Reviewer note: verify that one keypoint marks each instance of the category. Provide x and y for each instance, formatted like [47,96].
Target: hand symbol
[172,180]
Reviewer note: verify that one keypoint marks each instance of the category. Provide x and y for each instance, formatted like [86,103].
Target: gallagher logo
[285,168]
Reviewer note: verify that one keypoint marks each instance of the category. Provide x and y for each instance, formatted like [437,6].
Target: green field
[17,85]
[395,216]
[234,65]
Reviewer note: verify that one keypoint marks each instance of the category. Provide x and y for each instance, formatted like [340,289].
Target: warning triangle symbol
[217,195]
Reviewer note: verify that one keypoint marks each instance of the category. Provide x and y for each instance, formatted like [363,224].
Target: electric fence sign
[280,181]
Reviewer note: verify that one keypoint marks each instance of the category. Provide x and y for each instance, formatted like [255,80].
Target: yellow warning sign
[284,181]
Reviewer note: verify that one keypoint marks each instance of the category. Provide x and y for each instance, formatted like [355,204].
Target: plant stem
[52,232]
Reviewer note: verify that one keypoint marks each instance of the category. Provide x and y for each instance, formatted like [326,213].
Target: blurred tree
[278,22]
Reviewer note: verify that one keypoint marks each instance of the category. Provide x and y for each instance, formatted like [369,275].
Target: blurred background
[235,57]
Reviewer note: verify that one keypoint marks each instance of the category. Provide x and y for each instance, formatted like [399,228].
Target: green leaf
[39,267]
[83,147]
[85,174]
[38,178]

···

TAREA PENDIENTE → Cambia "Target" por "Object" en todos los registros y copia el resto sin modificar nada.

RESPUESTA AL EJERCICIO →
Reviewer note: verify that one keypoint marks each instance of the category. Provide x and y for each instance, formatted like [47,96].
Object: hand symbol
[172,180]
Reviewer note: verify that one keypoint marks each instance of the category. Provide x and y for each instance, formatted like [86,103].
Object: gallagher logo
[285,168]
Reviewer note: verify that one keypoint marks each instance of the category. Provide x and y for each instance, formatted like [437,6].
Object: green field
[17,85]
[395,216]
[234,65]
Reviewer note: verify that one keypoint marks each instance of the category. Provide x and y for each instance, formatted like [340,289].
Object: warning triangle symbol
[217,195]
Reviewer note: verify that one keypoint marks each instance of the category. Provide x and y for each instance, formatted like [363,224].
Object: electric fence sign
[280,181]
Reviewer note: verify that one keypoint marks each instance of the category. Provide x and y for each instance, formatted like [255,80].
Object: yellow warning sign
[284,181]
Reviewer note: verify that one keypoint marks each instance of the category. Provide x and y for each instance, formatted like [355,204].
Object: plant stem
[52,232]
Reviewer note: verify that one keypoint marks each instance of the category. Provide x and y for each instance, formatted like [326,213].
Object: blurred tree
[278,22]
Reviewer note: verify that one keypoint marks each instance of the category. Provide x and y for each instance, formatted like [369,275].
Object: blurred background
[235,57]
Reviewer note: verify that one keypoint marks each instance of the category. Provide x and y for each instance, formatted like [399,228].
Object: green leaf
[39,267]
[83,147]
[85,174]
[38,178]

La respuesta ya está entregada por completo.